Start DOCUMENT EXCERPT

Ten minutes with Galway resin artist Ciara O’Neill ahead of ‘Irish Design Works’


By Lauren Heskin
13th Jul 2019

Photo Martina Regan

Ten minutes with Galway resin artist Ciara O’Neill ahead of ‘Irish Design Works’

 Resin artist and jewellery designer Ciara O’Neill talks to us ahead of Galway’s Irish Design Works exhibition from July 15.


Established by a network of Irish makers and creatives, Design Island comes together to promote Irish design around the country. They’re back this year with their fifth installation of Irish Design Works at Galway city’s Tribeton from Monday, July 15.

Showcasing the work of 15 craftspeople from around the country, the exhibition will include the likes of furniture makers Tricia Harris, Daniel Gill and Gabriel Furniture, ceramicists Ann McBride and Tatianna Dobo, and Image Interiors & Living Design Award winner Alan Meredith.

End DOCUMENT EXCERPT

• YOUR OBJECTIVE: Update the excerpt about Ciara O’Neill and Irish Design Works by writing out everything from "By Lauren Heskin" down to "from July 15.", with "exhibition" changed to "show".

Start DATA

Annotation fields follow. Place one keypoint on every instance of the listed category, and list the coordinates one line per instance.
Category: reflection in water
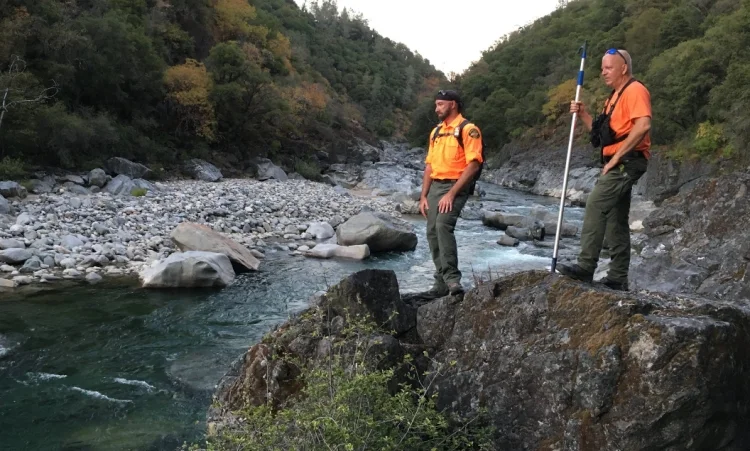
(117, 367)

End DATA

• SOLUTION BELOW:
By Lauren Heskin
13th Jul 2019

Photo Martina Regan

Ten minutes with Galway resin artist Ciara O’Neill ahead of ‘Irish Design Works’

 Resin artist and jewellery designer Ciara O’Neill talks to us ahead of Galway’s Irish Design Works show from July 15.